- [Recorded information]:
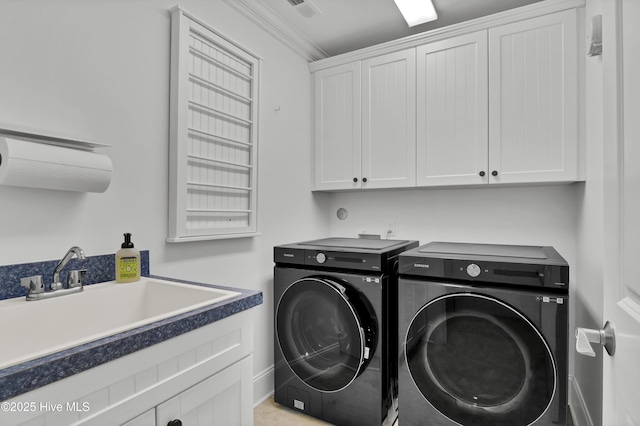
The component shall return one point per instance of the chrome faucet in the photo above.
(35, 284)
(56, 284)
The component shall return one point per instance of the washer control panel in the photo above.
(473, 270)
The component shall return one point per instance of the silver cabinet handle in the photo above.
(605, 337)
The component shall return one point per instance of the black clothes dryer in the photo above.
(335, 348)
(483, 335)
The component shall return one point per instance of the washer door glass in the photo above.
(479, 361)
(325, 332)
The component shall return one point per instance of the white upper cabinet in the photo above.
(365, 124)
(337, 127)
(452, 110)
(533, 101)
(490, 102)
(389, 120)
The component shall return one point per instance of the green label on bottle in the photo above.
(128, 267)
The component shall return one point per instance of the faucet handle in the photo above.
(75, 278)
(34, 284)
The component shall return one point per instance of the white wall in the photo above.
(99, 70)
(587, 296)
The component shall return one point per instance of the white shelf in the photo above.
(42, 137)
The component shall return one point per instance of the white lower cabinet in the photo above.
(201, 377)
(214, 401)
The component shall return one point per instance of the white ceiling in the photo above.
(347, 25)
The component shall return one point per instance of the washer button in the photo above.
(473, 270)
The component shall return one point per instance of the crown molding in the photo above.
(266, 19)
(513, 15)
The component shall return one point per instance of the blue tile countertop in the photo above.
(33, 374)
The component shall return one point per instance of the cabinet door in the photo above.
(226, 398)
(533, 102)
(452, 112)
(389, 120)
(337, 127)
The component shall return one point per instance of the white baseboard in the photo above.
(262, 386)
(263, 389)
(577, 405)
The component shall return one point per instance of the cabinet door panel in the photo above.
(452, 111)
(222, 399)
(533, 105)
(388, 120)
(337, 127)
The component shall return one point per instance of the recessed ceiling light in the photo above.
(417, 12)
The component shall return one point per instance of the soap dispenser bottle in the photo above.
(127, 262)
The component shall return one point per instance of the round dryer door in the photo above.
(479, 361)
(325, 332)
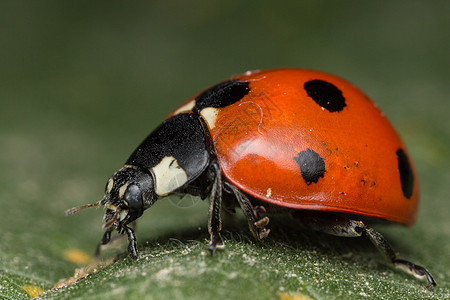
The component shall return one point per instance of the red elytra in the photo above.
(258, 138)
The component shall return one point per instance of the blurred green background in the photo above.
(83, 82)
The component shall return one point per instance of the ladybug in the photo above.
(305, 141)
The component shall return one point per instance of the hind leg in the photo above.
(341, 226)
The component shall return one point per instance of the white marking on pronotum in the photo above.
(110, 185)
(168, 176)
(209, 114)
(185, 108)
(122, 190)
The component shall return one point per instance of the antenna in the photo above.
(74, 210)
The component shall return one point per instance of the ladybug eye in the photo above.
(133, 196)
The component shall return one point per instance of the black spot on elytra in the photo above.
(406, 174)
(325, 94)
(311, 165)
(221, 95)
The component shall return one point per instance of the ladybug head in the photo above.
(128, 193)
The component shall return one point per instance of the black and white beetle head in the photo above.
(128, 193)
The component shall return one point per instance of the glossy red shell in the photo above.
(257, 138)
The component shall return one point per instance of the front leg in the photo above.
(132, 246)
(215, 203)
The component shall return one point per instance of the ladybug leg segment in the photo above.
(256, 225)
(215, 203)
(108, 239)
(132, 246)
(341, 226)
(385, 249)
(105, 240)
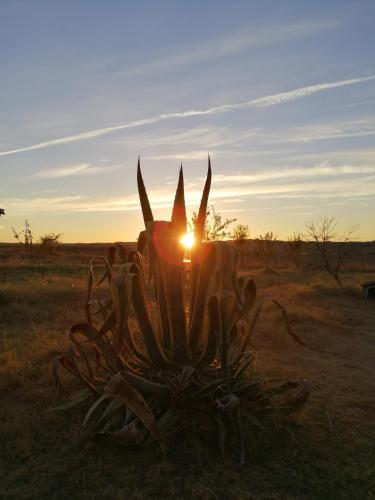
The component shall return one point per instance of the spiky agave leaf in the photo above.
(154, 360)
(143, 198)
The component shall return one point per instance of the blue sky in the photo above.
(280, 93)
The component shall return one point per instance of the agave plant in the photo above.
(151, 355)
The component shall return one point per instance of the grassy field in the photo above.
(327, 453)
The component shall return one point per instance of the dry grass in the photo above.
(329, 454)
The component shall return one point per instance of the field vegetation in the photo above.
(327, 453)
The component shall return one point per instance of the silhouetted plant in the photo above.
(322, 233)
(265, 247)
(216, 226)
(153, 361)
(240, 235)
(295, 247)
(49, 242)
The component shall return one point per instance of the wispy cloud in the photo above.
(72, 170)
(322, 181)
(266, 101)
(231, 44)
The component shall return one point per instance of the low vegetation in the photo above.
(186, 355)
(327, 452)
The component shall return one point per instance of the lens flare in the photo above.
(187, 241)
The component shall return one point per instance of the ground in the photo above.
(326, 453)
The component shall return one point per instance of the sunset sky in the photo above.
(281, 94)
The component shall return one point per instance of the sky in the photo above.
(281, 94)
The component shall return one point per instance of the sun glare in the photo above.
(188, 240)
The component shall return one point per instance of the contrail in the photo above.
(266, 101)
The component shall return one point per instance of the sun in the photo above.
(188, 240)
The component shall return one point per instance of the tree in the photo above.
(240, 234)
(216, 227)
(265, 247)
(322, 233)
(295, 246)
(49, 242)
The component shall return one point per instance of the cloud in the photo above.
(233, 44)
(349, 183)
(72, 170)
(271, 100)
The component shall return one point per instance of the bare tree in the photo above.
(265, 247)
(216, 227)
(240, 234)
(295, 246)
(322, 233)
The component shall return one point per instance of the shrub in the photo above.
(265, 247)
(295, 247)
(240, 235)
(49, 242)
(322, 233)
(216, 228)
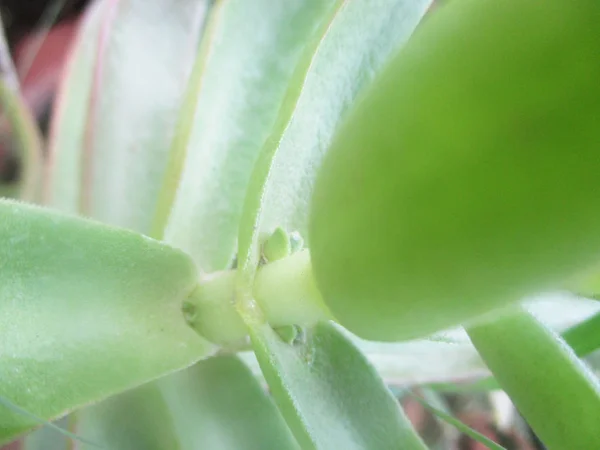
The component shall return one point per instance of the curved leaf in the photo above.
(218, 404)
(553, 390)
(425, 213)
(246, 62)
(86, 311)
(22, 123)
(329, 394)
(117, 110)
(135, 420)
(448, 360)
(339, 63)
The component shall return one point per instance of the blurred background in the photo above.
(39, 34)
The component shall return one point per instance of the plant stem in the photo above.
(22, 122)
(284, 290)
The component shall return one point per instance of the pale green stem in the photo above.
(22, 123)
(284, 290)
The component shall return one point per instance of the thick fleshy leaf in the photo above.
(329, 394)
(553, 390)
(118, 107)
(352, 48)
(449, 358)
(136, 420)
(86, 311)
(248, 56)
(218, 404)
(425, 213)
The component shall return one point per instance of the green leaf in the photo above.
(584, 338)
(86, 311)
(135, 420)
(117, 109)
(218, 404)
(330, 396)
(247, 59)
(448, 361)
(426, 212)
(553, 390)
(352, 46)
(67, 129)
(48, 438)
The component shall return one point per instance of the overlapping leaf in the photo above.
(553, 390)
(118, 107)
(86, 311)
(249, 53)
(329, 394)
(219, 404)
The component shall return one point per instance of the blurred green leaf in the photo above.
(339, 62)
(135, 420)
(47, 438)
(218, 404)
(248, 56)
(448, 361)
(425, 212)
(22, 123)
(117, 109)
(86, 311)
(584, 338)
(64, 171)
(329, 394)
(465, 429)
(553, 390)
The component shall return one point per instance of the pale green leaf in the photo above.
(135, 420)
(218, 404)
(554, 391)
(118, 107)
(351, 49)
(248, 56)
(67, 129)
(86, 311)
(47, 438)
(460, 426)
(449, 357)
(329, 394)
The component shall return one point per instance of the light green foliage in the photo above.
(47, 438)
(277, 245)
(466, 177)
(218, 404)
(329, 394)
(284, 290)
(340, 60)
(136, 420)
(249, 53)
(123, 89)
(446, 191)
(86, 311)
(551, 387)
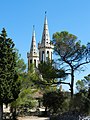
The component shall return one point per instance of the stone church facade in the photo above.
(44, 50)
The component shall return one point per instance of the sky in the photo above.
(19, 16)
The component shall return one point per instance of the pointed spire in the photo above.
(45, 36)
(33, 49)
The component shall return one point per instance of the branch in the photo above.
(82, 64)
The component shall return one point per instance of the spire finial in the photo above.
(33, 27)
(33, 33)
(45, 12)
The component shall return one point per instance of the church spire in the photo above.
(33, 57)
(45, 36)
(33, 49)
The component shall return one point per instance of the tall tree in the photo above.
(72, 55)
(9, 84)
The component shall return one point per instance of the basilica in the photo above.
(44, 50)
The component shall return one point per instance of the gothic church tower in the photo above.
(33, 57)
(45, 48)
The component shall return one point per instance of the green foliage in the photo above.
(54, 101)
(72, 55)
(83, 86)
(9, 84)
(20, 65)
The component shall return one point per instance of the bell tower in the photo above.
(45, 47)
(33, 57)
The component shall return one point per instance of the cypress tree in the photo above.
(9, 84)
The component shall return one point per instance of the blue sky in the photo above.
(18, 17)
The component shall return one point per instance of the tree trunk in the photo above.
(1, 110)
(72, 82)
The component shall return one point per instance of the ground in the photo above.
(33, 118)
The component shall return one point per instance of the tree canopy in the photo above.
(72, 55)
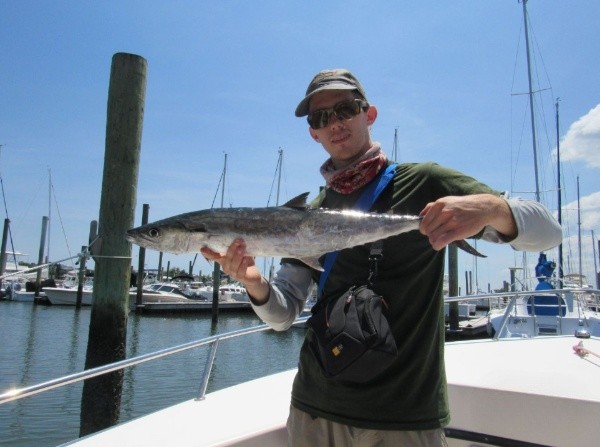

- [Action item]: A word-for-word repeat is expected of the lines from the one with "the green foliage in the photo above." to the end of the data, both included; pictures are not part of it.

- [Your solution]:
The component shall return one point per instance of the green foliage in the photo above.
(54, 101)
(72, 55)
(83, 86)
(9, 84)
(20, 65)
The component shall return one point per instance of the bell tower in the photo above.
(45, 47)
(33, 57)
The component shall return one point per instance of the cypress tree in the photo above.
(9, 84)
The component shall return one point per instance of the blue sky in the photo above.
(18, 17)
The component shall return one point per instance of the tree trunk in the photo above.
(1, 110)
(72, 82)
The component shall return one point per instance of the ground in the photo above.
(33, 118)
The component shall return one point per instance of the tree canopy in the photo above.
(72, 55)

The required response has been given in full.